▶ [EXERCISE BRIEF]: The lines from the one containing "Highlight every water." through the end of the entries are what to output; reproduce them exactly and add nothing.

== Segment start ==

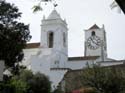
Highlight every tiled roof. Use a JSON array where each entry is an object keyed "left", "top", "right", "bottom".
[
  {"left": 25, "top": 42, "right": 40, "bottom": 49},
  {"left": 88, "top": 24, "right": 100, "bottom": 30},
  {"left": 68, "top": 56, "right": 99, "bottom": 61},
  {"left": 50, "top": 68, "right": 71, "bottom": 70}
]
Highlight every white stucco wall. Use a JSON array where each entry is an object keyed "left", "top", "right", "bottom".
[
  {"left": 30, "top": 55, "right": 51, "bottom": 75},
  {"left": 95, "top": 57, "right": 116, "bottom": 62},
  {"left": 30, "top": 54, "right": 68, "bottom": 90},
  {"left": 41, "top": 19, "right": 68, "bottom": 50},
  {"left": 22, "top": 48, "right": 40, "bottom": 68},
  {"left": 97, "top": 61, "right": 124, "bottom": 66},
  {"left": 50, "top": 70, "right": 67, "bottom": 90},
  {"left": 66, "top": 60, "right": 96, "bottom": 70}
]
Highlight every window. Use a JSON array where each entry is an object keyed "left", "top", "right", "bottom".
[
  {"left": 92, "top": 31, "right": 95, "bottom": 36},
  {"left": 63, "top": 32, "right": 66, "bottom": 47},
  {"left": 54, "top": 60, "right": 59, "bottom": 67},
  {"left": 54, "top": 61, "right": 59, "bottom": 64},
  {"left": 48, "top": 32, "right": 54, "bottom": 48}
]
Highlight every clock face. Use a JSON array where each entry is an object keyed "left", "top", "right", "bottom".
[{"left": 86, "top": 35, "right": 101, "bottom": 50}]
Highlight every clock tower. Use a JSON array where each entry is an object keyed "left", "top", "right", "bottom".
[{"left": 84, "top": 24, "right": 107, "bottom": 60}]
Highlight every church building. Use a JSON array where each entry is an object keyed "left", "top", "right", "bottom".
[{"left": 22, "top": 9, "right": 124, "bottom": 90}]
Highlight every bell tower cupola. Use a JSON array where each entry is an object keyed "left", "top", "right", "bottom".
[
  {"left": 40, "top": 9, "right": 68, "bottom": 68},
  {"left": 40, "top": 10, "right": 68, "bottom": 50}
]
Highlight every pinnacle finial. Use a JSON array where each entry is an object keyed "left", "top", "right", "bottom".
[{"left": 102, "top": 24, "right": 105, "bottom": 29}]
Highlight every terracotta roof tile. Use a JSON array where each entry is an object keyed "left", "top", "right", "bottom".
[
  {"left": 25, "top": 42, "right": 40, "bottom": 49},
  {"left": 68, "top": 56, "right": 99, "bottom": 61}
]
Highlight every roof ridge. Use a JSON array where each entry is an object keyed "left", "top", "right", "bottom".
[
  {"left": 68, "top": 56, "right": 100, "bottom": 61},
  {"left": 88, "top": 24, "right": 100, "bottom": 30},
  {"left": 47, "top": 9, "right": 61, "bottom": 19},
  {"left": 25, "top": 42, "right": 40, "bottom": 49}
]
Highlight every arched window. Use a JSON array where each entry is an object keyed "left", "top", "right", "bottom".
[
  {"left": 92, "top": 31, "right": 95, "bottom": 36},
  {"left": 48, "top": 32, "right": 54, "bottom": 48}
]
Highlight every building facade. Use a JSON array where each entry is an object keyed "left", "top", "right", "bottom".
[{"left": 23, "top": 9, "right": 124, "bottom": 90}]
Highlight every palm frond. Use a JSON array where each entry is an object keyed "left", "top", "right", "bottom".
[{"left": 32, "top": 5, "right": 43, "bottom": 13}]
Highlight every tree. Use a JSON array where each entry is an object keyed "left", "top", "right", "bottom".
[
  {"left": 15, "top": 70, "right": 51, "bottom": 93},
  {"left": 52, "top": 87, "right": 63, "bottom": 93},
  {"left": 32, "top": 0, "right": 58, "bottom": 13},
  {"left": 9, "top": 79, "right": 28, "bottom": 93},
  {"left": 28, "top": 72, "right": 51, "bottom": 93},
  {"left": 81, "top": 64, "right": 125, "bottom": 93},
  {"left": 0, "top": 70, "right": 51, "bottom": 93},
  {"left": 0, "top": 0, "right": 31, "bottom": 74}
]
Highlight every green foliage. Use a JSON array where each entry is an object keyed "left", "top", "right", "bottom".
[
  {"left": 32, "top": 4, "right": 43, "bottom": 13},
  {"left": 81, "top": 64, "right": 125, "bottom": 93},
  {"left": 0, "top": 0, "right": 31, "bottom": 73},
  {"left": 53, "top": 88, "right": 63, "bottom": 93},
  {"left": 16, "top": 70, "right": 51, "bottom": 93},
  {"left": 32, "top": 0, "right": 50, "bottom": 13},
  {"left": 0, "top": 70, "right": 51, "bottom": 93},
  {"left": 28, "top": 72, "right": 51, "bottom": 93},
  {"left": 10, "top": 79, "right": 28, "bottom": 93},
  {"left": 52, "top": 89, "right": 64, "bottom": 93},
  {"left": 32, "top": 0, "right": 57, "bottom": 13}
]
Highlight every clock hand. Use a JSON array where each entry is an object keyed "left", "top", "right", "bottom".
[{"left": 90, "top": 37, "right": 99, "bottom": 46}]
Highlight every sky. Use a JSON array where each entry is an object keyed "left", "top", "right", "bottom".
[{"left": 7, "top": 0, "right": 125, "bottom": 60}]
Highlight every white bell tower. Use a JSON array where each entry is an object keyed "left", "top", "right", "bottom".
[
  {"left": 84, "top": 24, "right": 107, "bottom": 60},
  {"left": 40, "top": 9, "right": 68, "bottom": 68}
]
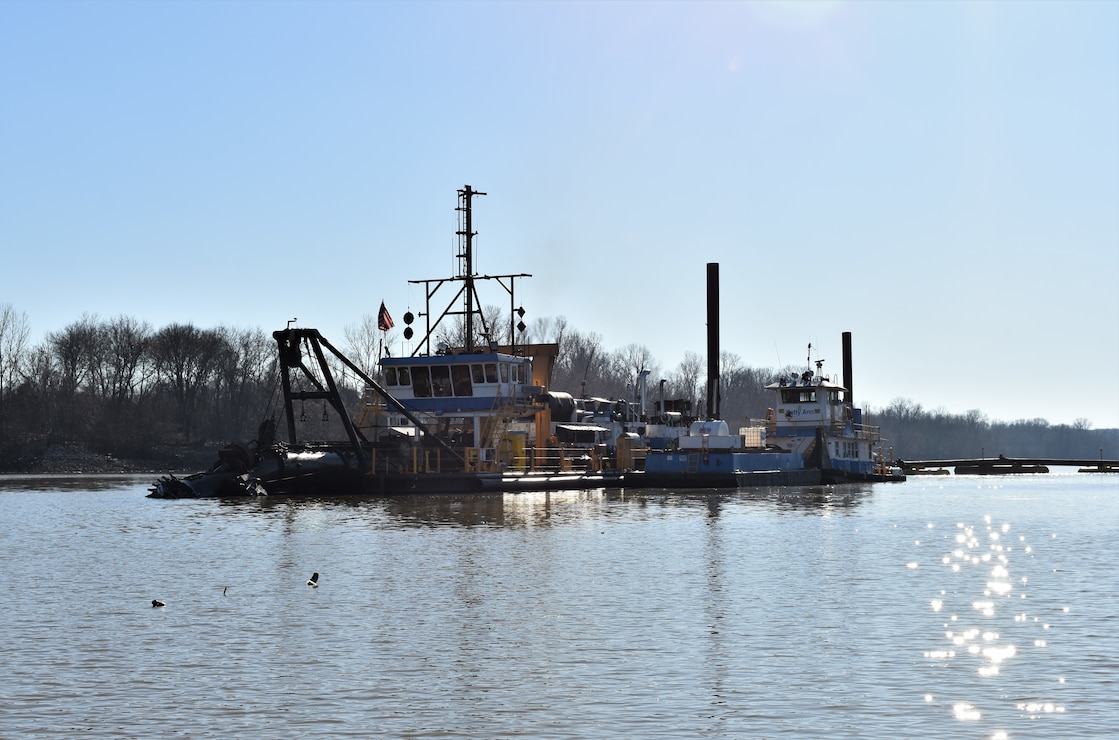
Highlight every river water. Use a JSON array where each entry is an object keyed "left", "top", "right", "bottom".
[{"left": 0, "top": 472, "right": 1115, "bottom": 738}]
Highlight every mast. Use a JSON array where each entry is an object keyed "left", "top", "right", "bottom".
[
  {"left": 406, "top": 187, "right": 530, "bottom": 356},
  {"left": 456, "top": 185, "right": 486, "bottom": 352}
]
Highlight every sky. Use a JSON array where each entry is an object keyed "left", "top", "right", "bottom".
[{"left": 1, "top": 0, "right": 1117, "bottom": 429}]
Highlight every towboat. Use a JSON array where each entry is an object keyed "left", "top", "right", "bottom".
[
  {"left": 634, "top": 365, "right": 905, "bottom": 487},
  {"left": 626, "top": 265, "right": 904, "bottom": 488}
]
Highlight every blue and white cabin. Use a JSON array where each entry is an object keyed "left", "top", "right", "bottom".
[
  {"left": 764, "top": 369, "right": 884, "bottom": 478},
  {"left": 379, "top": 352, "right": 534, "bottom": 413},
  {"left": 376, "top": 350, "right": 541, "bottom": 454}
]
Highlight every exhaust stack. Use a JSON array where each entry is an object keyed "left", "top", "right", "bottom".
[
  {"left": 842, "top": 331, "right": 853, "bottom": 406},
  {"left": 706, "top": 263, "right": 720, "bottom": 420}
]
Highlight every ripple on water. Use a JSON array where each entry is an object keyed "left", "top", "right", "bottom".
[{"left": 0, "top": 475, "right": 1115, "bottom": 737}]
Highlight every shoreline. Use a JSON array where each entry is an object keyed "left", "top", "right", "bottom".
[{"left": 0, "top": 442, "right": 218, "bottom": 476}]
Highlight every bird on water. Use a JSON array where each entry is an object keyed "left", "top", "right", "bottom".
[
  {"left": 152, "top": 599, "right": 165, "bottom": 608},
  {"left": 307, "top": 572, "right": 319, "bottom": 587}
]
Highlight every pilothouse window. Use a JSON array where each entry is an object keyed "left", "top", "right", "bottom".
[
  {"left": 411, "top": 367, "right": 431, "bottom": 397},
  {"left": 781, "top": 389, "right": 817, "bottom": 404},
  {"left": 431, "top": 366, "right": 452, "bottom": 397},
  {"left": 451, "top": 365, "right": 473, "bottom": 396}
]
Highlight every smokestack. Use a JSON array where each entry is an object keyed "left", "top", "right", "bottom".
[
  {"left": 842, "top": 331, "right": 853, "bottom": 406},
  {"left": 706, "top": 263, "right": 720, "bottom": 420}
]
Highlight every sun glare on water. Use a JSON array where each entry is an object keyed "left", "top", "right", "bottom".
[{"left": 922, "top": 515, "right": 1067, "bottom": 727}]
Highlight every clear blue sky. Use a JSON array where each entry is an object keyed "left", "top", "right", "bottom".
[{"left": 2, "top": 0, "right": 1117, "bottom": 429}]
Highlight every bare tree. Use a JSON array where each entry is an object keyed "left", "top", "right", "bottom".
[
  {"left": 720, "top": 350, "right": 743, "bottom": 377},
  {"left": 64, "top": 315, "right": 156, "bottom": 452},
  {"left": 616, "top": 343, "right": 656, "bottom": 384},
  {"left": 344, "top": 314, "right": 388, "bottom": 379},
  {"left": 524, "top": 315, "right": 562, "bottom": 345},
  {"left": 150, "top": 323, "right": 226, "bottom": 442},
  {"left": 0, "top": 304, "right": 31, "bottom": 417},
  {"left": 599, "top": 343, "right": 657, "bottom": 403},
  {"left": 17, "top": 344, "right": 59, "bottom": 438},
  {"left": 49, "top": 315, "right": 99, "bottom": 398},
  {"left": 209, "top": 326, "right": 275, "bottom": 440},
  {"left": 552, "top": 327, "right": 609, "bottom": 397},
  {"left": 0, "top": 305, "right": 31, "bottom": 440},
  {"left": 720, "top": 362, "right": 775, "bottom": 428},
  {"left": 552, "top": 316, "right": 569, "bottom": 349},
  {"left": 45, "top": 315, "right": 103, "bottom": 441},
  {"left": 670, "top": 351, "right": 704, "bottom": 412},
  {"left": 102, "top": 315, "right": 151, "bottom": 405},
  {"left": 431, "top": 303, "right": 507, "bottom": 350}
]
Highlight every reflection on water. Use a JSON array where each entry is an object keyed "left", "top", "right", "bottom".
[
  {"left": 0, "top": 473, "right": 154, "bottom": 493},
  {"left": 1, "top": 474, "right": 878, "bottom": 525},
  {"left": 0, "top": 473, "right": 1115, "bottom": 738},
  {"left": 210, "top": 483, "right": 880, "bottom": 529}
]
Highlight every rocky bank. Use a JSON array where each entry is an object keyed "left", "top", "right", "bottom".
[{"left": 0, "top": 442, "right": 219, "bottom": 475}]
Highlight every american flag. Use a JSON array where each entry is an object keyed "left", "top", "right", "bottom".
[{"left": 377, "top": 301, "right": 394, "bottom": 331}]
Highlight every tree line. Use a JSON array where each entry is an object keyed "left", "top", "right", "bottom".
[
  {"left": 1, "top": 303, "right": 1115, "bottom": 468},
  {"left": 866, "top": 400, "right": 1116, "bottom": 462},
  {"left": 0, "top": 307, "right": 282, "bottom": 464}
]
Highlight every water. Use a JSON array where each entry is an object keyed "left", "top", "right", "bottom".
[{"left": 1, "top": 473, "right": 1115, "bottom": 738}]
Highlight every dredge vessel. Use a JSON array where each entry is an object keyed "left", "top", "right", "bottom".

== Segment end ==

▶ [SOLUTION TO THE EXERCISE]:
Highlight every water. Use a JSON array where each entry is an object keyed "left", "top", "right", "bottom".
[{"left": 1, "top": 473, "right": 1115, "bottom": 738}]
Highlight every dredge vessel. Use a JSON array where each entry is an object keyed "left", "top", "right", "bottom".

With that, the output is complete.